→ WHAT YOU HAVE TO DO
Which lines run from the one containing "Target: bus wheel" to the end of the entries? Quote them exactly, and nothing else.

→ Entries taken from a collection
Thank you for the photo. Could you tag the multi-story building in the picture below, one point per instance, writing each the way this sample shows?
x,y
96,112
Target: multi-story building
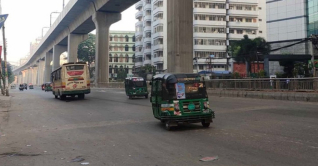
x,y
290,22
216,23
121,52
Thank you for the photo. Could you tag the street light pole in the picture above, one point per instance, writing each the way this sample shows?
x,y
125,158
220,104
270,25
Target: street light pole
x,y
5,62
42,30
51,17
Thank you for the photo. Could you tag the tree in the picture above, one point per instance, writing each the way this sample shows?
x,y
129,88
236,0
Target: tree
x,y
248,50
86,51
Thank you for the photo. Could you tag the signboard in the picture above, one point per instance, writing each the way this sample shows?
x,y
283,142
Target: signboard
x,y
180,89
3,18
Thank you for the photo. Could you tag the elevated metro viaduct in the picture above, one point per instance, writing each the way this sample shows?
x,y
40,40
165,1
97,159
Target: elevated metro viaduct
x,y
80,17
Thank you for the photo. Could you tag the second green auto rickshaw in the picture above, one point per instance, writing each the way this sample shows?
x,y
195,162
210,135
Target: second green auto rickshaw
x,y
180,98
135,87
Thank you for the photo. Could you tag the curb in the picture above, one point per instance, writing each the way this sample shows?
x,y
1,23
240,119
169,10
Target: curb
x,y
289,96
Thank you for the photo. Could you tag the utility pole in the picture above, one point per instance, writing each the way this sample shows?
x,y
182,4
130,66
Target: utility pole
x,y
6,83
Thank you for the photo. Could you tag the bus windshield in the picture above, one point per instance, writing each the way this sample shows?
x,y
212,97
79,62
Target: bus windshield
x,y
139,83
74,67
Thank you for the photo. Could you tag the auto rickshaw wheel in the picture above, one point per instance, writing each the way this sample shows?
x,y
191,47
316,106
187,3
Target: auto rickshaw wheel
x,y
204,124
168,126
63,97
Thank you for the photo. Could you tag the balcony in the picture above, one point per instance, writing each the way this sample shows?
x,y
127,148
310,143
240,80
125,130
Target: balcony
x,y
209,47
138,64
147,6
138,14
158,9
147,18
139,4
243,13
158,34
243,24
209,35
139,33
147,29
210,10
138,23
240,36
158,47
250,2
147,51
147,62
158,60
158,21
138,54
214,23
138,43
147,40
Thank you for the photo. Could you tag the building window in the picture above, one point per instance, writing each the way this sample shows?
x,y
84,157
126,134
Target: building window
x,y
127,58
110,58
116,58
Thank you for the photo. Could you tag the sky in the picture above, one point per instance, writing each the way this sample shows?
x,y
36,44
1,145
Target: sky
x,y
28,17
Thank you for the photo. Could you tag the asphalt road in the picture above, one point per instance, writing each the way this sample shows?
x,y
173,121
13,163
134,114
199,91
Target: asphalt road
x,y
109,129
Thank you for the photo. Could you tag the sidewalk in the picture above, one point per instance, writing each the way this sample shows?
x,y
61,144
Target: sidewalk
x,y
5,104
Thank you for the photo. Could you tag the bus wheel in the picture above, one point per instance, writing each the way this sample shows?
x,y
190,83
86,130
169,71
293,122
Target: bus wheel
x,y
63,97
205,124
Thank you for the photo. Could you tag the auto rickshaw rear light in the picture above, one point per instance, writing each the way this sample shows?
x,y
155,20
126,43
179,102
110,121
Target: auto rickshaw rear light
x,y
176,106
206,104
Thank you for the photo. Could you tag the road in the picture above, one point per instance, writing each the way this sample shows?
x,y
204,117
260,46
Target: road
x,y
109,129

→ EXERCISE RESULT
Target: bus wheel
x,y
63,97
205,124
Thank you for the photo. Could you tag the auto rickshaw rear light in the picture above, one point per instance, writing each the way this sample shows?
x,y
155,20
126,43
179,102
110,121
Target: auto rickshaw rear light
x,y
176,106
206,104
Thank you for the photo. Could you tag the road in the picture above, one point per instance, writing each the way this sample shows?
x,y
204,117
260,46
Target: road
x,y
109,129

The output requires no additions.